- _AIM OF THE TASK_: Can you recast the items from the line containing "target: row of trees" to the line containing "Trace the outline of every instance of the row", both of those lines included, as a JSON list of strings with one string per line and any blank lines left out?

- _PROVIDED ENTRIES_:
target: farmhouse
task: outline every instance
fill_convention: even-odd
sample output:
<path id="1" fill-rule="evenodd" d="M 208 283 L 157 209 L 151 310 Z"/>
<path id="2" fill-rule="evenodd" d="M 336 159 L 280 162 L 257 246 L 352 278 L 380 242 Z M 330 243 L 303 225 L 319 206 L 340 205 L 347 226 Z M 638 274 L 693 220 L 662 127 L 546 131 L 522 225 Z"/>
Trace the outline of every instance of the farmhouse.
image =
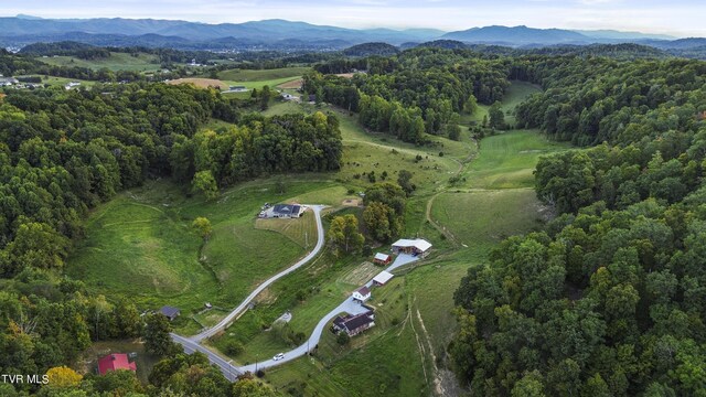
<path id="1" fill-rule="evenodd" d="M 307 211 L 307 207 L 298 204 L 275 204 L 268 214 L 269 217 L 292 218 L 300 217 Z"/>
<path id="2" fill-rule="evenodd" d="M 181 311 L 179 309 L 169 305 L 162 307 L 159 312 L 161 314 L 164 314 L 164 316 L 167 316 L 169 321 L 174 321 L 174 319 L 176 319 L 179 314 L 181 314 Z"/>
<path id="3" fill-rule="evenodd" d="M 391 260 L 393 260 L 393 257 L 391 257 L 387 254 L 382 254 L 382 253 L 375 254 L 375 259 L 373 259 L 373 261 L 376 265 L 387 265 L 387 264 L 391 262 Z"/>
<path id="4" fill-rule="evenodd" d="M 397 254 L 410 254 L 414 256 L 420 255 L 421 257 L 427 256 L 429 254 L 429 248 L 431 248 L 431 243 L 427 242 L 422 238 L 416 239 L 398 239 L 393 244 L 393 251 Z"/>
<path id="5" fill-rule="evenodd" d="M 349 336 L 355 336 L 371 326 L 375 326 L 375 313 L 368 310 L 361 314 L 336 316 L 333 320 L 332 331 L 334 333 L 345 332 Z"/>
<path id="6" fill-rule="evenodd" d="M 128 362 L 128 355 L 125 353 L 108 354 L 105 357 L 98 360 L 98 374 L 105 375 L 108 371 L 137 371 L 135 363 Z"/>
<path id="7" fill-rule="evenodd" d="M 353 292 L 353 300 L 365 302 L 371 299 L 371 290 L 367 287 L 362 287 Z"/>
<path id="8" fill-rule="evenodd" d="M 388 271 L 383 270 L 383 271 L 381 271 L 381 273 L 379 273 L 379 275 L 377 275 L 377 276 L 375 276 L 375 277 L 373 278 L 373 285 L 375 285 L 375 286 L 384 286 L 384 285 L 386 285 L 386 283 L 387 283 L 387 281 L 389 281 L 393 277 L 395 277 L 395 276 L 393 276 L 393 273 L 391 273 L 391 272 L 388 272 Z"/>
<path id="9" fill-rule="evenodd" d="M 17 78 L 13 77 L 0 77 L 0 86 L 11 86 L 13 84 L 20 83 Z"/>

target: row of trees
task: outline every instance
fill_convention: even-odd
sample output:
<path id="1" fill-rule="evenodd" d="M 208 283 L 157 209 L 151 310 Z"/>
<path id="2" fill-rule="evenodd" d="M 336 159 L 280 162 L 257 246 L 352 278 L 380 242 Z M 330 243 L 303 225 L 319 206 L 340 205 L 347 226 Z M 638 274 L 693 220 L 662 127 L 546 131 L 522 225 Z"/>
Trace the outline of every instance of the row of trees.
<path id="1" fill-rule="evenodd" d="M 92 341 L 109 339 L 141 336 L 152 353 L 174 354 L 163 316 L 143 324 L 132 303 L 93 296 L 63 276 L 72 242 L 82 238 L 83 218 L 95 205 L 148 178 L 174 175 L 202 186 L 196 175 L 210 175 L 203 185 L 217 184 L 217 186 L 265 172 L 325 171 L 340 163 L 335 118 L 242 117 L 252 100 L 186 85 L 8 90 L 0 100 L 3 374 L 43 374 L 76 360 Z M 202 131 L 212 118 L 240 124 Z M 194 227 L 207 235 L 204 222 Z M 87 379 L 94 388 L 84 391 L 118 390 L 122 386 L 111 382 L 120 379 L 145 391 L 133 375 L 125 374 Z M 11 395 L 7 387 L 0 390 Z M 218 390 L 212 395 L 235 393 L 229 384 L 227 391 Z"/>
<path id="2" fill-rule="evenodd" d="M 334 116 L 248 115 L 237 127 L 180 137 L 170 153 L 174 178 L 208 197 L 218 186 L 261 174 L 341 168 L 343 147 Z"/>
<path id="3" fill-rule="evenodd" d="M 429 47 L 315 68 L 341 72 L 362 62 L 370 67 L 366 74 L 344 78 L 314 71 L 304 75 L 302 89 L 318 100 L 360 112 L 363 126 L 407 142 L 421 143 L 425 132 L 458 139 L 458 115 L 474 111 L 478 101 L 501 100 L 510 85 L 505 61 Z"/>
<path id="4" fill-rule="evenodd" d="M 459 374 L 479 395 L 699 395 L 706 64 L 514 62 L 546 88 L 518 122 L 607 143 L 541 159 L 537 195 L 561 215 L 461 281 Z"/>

--

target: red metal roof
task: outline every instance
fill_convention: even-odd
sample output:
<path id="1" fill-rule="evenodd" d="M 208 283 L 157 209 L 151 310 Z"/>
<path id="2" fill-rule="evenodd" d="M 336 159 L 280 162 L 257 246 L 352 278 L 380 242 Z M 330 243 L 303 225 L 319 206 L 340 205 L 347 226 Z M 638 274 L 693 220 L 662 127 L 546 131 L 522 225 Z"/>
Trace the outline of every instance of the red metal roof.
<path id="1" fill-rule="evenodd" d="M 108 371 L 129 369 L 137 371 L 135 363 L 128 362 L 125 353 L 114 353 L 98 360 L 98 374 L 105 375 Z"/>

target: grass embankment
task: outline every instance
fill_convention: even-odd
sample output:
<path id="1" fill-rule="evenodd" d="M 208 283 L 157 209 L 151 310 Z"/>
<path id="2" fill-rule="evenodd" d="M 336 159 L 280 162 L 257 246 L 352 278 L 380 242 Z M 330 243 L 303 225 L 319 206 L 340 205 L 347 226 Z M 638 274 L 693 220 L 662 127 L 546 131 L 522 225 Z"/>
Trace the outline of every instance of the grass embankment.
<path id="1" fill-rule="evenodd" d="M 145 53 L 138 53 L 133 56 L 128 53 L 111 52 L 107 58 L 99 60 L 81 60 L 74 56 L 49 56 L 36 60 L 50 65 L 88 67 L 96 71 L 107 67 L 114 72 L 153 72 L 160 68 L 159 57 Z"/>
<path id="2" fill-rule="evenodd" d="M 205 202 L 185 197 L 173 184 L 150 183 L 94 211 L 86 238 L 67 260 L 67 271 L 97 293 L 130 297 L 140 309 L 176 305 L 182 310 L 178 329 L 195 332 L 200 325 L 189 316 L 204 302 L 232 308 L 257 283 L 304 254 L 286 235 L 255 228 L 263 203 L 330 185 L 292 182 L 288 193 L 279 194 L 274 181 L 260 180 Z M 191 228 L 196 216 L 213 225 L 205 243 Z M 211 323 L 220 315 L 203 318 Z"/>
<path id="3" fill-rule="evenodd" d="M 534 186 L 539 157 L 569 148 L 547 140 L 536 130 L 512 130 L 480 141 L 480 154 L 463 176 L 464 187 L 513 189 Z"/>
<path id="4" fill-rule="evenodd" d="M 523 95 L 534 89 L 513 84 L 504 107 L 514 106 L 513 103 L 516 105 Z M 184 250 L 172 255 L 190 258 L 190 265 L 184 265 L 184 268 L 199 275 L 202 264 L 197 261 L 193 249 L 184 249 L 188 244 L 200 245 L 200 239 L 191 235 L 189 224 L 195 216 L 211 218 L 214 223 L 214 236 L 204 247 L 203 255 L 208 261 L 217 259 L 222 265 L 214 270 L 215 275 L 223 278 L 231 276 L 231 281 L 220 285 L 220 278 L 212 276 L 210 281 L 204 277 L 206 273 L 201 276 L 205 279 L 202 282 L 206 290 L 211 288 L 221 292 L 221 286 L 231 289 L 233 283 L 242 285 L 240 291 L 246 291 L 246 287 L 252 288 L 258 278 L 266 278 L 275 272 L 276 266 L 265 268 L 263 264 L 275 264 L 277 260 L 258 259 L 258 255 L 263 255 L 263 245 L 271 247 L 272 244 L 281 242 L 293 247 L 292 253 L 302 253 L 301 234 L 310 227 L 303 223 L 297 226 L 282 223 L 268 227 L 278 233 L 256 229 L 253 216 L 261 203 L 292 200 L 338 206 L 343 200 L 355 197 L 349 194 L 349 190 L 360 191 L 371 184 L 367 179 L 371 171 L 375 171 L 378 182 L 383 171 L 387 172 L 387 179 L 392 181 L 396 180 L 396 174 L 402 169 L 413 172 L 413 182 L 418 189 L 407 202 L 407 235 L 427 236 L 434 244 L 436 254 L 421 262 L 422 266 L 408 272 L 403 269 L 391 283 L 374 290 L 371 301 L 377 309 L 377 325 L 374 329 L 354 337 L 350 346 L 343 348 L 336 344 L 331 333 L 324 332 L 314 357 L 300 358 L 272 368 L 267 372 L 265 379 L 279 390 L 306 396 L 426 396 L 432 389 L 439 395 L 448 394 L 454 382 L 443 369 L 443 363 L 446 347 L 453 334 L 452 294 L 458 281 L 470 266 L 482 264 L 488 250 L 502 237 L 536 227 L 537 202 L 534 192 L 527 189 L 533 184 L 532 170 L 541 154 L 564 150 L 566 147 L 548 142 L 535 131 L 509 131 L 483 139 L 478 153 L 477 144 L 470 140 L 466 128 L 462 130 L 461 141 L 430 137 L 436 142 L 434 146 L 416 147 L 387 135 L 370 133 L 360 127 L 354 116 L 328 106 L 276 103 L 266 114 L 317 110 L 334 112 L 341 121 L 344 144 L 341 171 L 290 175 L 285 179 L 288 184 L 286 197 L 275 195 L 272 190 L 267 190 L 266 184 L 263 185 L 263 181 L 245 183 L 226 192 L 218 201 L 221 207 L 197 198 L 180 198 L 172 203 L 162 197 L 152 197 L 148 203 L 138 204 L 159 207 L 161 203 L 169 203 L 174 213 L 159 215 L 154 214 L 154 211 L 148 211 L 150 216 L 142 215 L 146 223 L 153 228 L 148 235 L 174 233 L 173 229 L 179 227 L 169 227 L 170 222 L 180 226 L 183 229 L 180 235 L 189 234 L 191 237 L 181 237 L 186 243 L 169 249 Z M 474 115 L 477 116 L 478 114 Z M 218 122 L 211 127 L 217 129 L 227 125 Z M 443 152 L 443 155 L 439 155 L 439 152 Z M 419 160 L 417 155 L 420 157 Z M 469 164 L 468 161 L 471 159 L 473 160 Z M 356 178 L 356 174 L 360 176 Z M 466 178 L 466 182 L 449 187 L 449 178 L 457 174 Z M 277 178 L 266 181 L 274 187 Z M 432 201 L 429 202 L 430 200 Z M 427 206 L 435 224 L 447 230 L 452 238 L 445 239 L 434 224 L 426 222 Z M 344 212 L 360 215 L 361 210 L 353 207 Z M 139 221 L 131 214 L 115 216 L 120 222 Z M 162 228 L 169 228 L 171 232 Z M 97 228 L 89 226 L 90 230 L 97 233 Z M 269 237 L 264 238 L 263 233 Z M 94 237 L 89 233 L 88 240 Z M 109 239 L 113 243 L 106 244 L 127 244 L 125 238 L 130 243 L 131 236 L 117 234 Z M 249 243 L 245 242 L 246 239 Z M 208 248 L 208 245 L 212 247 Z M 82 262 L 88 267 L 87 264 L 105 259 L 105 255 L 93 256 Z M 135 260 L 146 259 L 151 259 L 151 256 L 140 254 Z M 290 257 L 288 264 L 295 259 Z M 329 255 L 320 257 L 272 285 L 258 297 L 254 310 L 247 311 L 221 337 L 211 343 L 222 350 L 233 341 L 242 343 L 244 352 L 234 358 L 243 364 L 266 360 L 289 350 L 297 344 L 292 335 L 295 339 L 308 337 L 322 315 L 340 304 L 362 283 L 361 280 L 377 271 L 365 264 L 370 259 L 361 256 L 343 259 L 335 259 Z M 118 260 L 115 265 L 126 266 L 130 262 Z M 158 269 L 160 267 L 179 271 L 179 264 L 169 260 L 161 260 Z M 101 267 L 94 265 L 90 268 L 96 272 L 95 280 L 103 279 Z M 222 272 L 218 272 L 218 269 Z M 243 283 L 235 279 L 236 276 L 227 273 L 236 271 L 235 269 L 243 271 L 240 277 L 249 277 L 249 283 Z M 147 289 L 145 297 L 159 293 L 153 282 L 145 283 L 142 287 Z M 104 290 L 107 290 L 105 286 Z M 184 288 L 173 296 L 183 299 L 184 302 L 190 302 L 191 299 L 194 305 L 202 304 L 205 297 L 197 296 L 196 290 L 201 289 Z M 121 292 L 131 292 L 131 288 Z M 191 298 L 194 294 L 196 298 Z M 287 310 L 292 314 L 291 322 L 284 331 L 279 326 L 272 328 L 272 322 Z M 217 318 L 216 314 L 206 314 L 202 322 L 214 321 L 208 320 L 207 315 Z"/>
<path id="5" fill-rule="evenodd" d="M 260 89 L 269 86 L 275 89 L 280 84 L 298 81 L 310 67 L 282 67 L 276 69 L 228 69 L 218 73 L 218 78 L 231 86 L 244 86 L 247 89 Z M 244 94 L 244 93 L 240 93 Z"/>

- _THE REPLY_:
[
  "target: row of trees",
  "task: outline every instance",
  "fill_convention: even-odd",
  "sample output:",
  "<path id=\"1\" fill-rule=\"evenodd\" d=\"M 208 283 L 157 209 L 151 310 Z\"/>",
  "<path id=\"2\" fill-rule=\"evenodd\" d=\"M 336 159 L 280 162 L 257 246 L 352 278 L 380 242 Z M 330 243 L 303 225 L 319 206 L 340 205 L 347 226 Z M 638 274 L 693 220 L 662 127 L 546 131 L 522 225 Z\"/>",
  "Trace the outline of every instance of the row of trees."
]